Filter the entries below down to every line that contains the word "chimney", treating uppercase and lowercase as distinct.

Extracted information>
• • • •
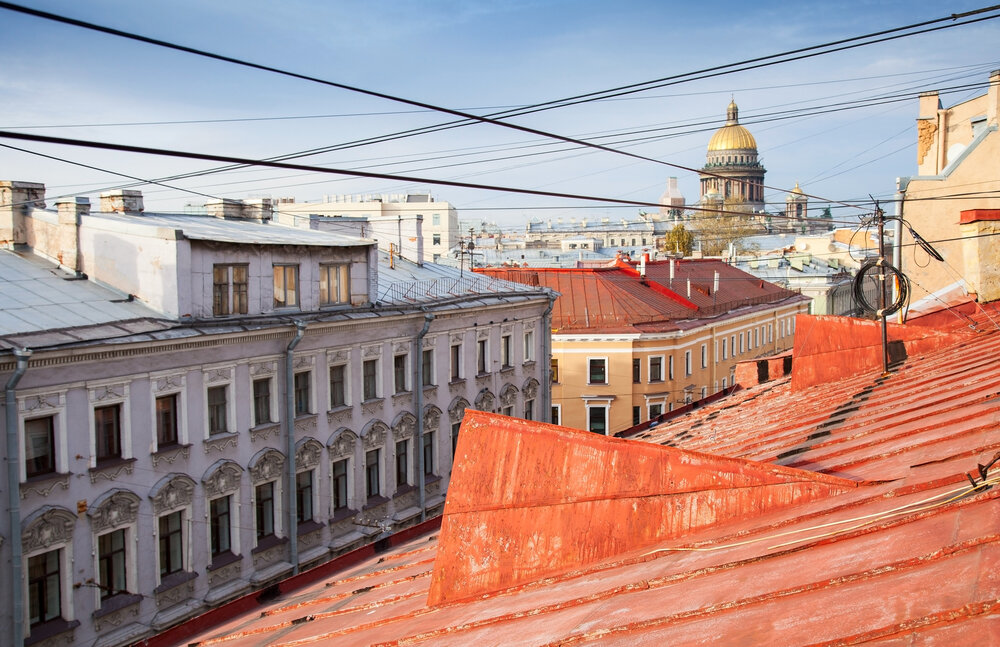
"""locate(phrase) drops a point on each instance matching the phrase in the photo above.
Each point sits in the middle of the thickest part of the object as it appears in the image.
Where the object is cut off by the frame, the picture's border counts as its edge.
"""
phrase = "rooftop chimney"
(122, 201)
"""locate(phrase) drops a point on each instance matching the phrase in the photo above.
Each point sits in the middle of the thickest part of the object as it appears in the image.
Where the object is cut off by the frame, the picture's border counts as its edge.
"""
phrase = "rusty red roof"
(688, 535)
(618, 297)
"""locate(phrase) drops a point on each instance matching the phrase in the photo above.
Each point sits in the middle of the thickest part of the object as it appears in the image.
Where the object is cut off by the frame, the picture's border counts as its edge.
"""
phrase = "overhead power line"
(757, 62)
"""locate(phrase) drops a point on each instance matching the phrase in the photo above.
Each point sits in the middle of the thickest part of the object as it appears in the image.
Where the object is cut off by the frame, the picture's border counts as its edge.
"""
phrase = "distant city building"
(204, 404)
(732, 171)
(424, 229)
(633, 340)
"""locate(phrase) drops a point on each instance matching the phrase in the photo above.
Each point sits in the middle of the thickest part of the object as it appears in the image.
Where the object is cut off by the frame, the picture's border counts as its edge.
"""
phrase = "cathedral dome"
(732, 136)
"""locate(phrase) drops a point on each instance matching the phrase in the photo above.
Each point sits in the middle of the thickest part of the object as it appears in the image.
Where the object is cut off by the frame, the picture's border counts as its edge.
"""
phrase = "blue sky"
(474, 56)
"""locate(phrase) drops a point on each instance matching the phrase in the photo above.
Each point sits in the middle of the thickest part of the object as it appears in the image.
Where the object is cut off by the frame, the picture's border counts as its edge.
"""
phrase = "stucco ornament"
(48, 526)
(115, 508)
(223, 477)
(172, 491)
(266, 465)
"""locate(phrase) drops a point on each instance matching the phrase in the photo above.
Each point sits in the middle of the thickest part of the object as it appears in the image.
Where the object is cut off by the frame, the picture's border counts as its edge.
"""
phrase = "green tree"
(679, 239)
(717, 230)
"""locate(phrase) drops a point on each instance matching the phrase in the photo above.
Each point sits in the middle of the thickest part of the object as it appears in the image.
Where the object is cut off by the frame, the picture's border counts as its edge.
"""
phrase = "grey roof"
(204, 227)
(409, 283)
(36, 296)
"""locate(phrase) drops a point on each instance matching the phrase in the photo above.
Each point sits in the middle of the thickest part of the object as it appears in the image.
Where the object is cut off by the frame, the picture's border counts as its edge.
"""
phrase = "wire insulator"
(890, 271)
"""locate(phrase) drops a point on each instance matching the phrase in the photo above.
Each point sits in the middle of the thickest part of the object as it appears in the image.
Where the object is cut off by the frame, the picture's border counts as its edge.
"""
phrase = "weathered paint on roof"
(911, 558)
(619, 298)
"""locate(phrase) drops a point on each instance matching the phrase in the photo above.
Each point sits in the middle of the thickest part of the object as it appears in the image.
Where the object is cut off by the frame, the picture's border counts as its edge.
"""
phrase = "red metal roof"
(618, 298)
(901, 547)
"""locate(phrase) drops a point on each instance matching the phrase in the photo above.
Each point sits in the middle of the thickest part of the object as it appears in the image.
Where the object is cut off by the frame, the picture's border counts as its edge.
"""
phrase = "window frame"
(327, 284)
(288, 287)
(236, 293)
(590, 370)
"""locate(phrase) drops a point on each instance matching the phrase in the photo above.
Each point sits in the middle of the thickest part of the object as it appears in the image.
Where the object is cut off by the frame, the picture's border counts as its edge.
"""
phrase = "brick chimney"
(17, 199)
(71, 210)
(122, 201)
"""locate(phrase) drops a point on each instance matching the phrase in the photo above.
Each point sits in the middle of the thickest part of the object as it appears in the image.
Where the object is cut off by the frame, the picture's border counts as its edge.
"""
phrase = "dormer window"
(286, 286)
(229, 290)
(334, 284)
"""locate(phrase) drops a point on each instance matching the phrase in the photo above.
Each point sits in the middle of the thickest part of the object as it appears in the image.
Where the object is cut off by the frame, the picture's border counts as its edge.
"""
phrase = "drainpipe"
(546, 385)
(418, 399)
(14, 494)
(293, 530)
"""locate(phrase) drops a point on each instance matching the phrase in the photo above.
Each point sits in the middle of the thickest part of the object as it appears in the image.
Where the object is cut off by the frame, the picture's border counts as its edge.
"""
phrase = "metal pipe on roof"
(418, 399)
(293, 531)
(14, 494)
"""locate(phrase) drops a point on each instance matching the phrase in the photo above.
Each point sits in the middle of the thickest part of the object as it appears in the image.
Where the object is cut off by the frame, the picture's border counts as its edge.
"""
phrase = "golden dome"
(732, 136)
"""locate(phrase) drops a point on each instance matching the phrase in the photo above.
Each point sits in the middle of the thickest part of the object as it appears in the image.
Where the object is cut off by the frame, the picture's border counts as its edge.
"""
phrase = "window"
(166, 420)
(229, 290)
(456, 362)
(220, 538)
(217, 405)
(303, 496)
(262, 401)
(427, 367)
(301, 383)
(399, 373)
(39, 446)
(111, 563)
(402, 463)
(482, 355)
(597, 419)
(370, 379)
(334, 284)
(44, 587)
(372, 476)
(286, 286)
(598, 371)
(264, 510)
(656, 368)
(338, 386)
(171, 543)
(340, 485)
(428, 449)
(107, 428)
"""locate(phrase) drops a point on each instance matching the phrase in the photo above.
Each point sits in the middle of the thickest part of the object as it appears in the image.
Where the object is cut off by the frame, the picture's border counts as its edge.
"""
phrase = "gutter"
(14, 495)
(293, 530)
(546, 373)
(418, 400)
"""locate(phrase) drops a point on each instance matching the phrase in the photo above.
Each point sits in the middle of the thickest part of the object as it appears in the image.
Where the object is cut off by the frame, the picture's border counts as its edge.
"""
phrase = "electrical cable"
(955, 18)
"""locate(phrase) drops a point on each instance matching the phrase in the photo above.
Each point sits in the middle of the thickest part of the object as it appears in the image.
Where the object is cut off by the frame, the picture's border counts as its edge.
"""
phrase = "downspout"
(418, 399)
(547, 360)
(293, 530)
(14, 494)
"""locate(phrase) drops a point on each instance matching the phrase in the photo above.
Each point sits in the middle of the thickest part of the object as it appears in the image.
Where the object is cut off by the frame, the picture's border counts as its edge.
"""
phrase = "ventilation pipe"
(418, 399)
(14, 494)
(293, 530)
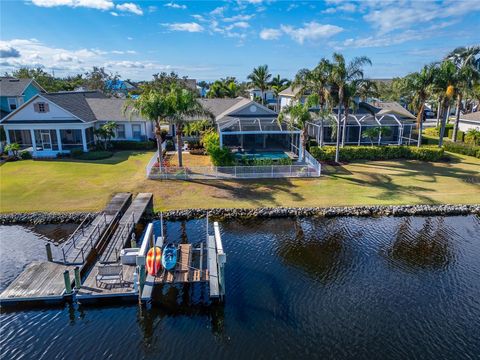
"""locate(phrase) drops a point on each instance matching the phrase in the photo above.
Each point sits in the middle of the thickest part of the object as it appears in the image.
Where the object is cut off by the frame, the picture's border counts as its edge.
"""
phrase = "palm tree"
(185, 108)
(466, 64)
(260, 78)
(342, 74)
(154, 106)
(419, 84)
(443, 79)
(297, 116)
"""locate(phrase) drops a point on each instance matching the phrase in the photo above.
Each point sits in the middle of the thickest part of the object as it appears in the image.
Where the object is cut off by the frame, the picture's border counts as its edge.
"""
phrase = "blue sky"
(207, 40)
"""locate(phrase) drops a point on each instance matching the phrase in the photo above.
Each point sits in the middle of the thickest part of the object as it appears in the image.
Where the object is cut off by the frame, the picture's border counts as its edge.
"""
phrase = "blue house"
(14, 92)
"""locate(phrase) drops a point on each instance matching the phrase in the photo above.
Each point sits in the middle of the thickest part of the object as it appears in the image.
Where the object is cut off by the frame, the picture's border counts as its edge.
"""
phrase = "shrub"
(351, 153)
(463, 149)
(94, 155)
(133, 145)
(26, 155)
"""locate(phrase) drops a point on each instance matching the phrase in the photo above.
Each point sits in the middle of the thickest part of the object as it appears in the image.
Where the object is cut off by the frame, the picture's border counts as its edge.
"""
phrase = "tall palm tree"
(466, 64)
(260, 78)
(185, 108)
(420, 84)
(154, 106)
(444, 77)
(342, 74)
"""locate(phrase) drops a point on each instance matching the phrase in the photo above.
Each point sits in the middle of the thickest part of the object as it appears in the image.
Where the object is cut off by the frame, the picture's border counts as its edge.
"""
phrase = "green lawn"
(82, 186)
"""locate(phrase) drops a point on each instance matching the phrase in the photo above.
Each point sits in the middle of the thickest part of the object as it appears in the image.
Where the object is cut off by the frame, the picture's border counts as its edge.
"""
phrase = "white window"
(137, 131)
(121, 131)
(12, 103)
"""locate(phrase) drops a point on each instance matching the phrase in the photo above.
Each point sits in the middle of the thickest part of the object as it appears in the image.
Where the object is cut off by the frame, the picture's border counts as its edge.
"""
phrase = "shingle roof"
(475, 116)
(76, 102)
(12, 86)
(218, 106)
(109, 109)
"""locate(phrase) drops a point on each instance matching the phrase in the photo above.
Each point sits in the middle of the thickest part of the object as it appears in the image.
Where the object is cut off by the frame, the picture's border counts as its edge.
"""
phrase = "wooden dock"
(142, 204)
(88, 237)
(40, 281)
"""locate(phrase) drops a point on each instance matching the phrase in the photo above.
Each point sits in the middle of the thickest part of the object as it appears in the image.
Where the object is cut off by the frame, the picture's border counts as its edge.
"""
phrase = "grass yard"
(69, 185)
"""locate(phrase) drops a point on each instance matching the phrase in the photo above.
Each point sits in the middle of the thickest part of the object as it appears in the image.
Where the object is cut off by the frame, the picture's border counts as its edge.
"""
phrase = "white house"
(469, 121)
(53, 123)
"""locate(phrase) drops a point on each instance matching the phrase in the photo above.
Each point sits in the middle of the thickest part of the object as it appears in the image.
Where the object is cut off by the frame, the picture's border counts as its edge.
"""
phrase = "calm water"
(345, 288)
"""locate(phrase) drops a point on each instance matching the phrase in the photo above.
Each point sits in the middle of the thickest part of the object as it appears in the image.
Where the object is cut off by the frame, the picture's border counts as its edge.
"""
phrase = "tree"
(106, 132)
(342, 74)
(467, 71)
(260, 78)
(420, 86)
(185, 107)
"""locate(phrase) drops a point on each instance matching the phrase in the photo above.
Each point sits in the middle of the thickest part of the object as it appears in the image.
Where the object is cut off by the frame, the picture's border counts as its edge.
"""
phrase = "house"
(469, 121)
(246, 125)
(53, 123)
(400, 122)
(14, 92)
(268, 97)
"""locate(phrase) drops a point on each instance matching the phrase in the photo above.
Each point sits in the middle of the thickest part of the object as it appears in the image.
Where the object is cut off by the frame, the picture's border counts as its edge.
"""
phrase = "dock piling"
(48, 247)
(78, 282)
(68, 284)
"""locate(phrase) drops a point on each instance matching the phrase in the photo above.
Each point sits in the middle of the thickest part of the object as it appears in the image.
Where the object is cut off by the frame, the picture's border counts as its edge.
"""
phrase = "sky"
(207, 40)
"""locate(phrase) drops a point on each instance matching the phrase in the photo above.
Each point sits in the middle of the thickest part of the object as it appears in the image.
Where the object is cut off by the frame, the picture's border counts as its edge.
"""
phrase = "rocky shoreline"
(280, 212)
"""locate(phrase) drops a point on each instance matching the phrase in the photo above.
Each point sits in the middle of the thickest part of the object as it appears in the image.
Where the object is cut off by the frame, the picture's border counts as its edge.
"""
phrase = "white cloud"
(130, 7)
(189, 27)
(93, 4)
(270, 34)
(311, 31)
(175, 5)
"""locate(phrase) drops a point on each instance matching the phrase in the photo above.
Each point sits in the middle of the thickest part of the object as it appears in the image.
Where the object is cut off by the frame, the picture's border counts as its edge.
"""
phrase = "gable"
(30, 112)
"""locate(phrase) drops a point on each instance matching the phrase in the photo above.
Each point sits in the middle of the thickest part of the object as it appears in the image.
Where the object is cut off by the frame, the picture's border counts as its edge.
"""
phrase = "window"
(121, 131)
(12, 103)
(137, 131)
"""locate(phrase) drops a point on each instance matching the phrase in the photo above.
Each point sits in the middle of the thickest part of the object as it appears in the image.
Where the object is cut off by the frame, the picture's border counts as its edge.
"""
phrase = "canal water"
(340, 288)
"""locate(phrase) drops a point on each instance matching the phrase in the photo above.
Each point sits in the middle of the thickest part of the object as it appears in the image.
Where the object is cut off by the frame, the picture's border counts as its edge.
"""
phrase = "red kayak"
(154, 260)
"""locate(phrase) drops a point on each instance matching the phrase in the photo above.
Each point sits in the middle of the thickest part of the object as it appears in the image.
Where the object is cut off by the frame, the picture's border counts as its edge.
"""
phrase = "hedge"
• • • •
Task solution>
phrase = "rooftop chimney"
phrase = "brick chimney"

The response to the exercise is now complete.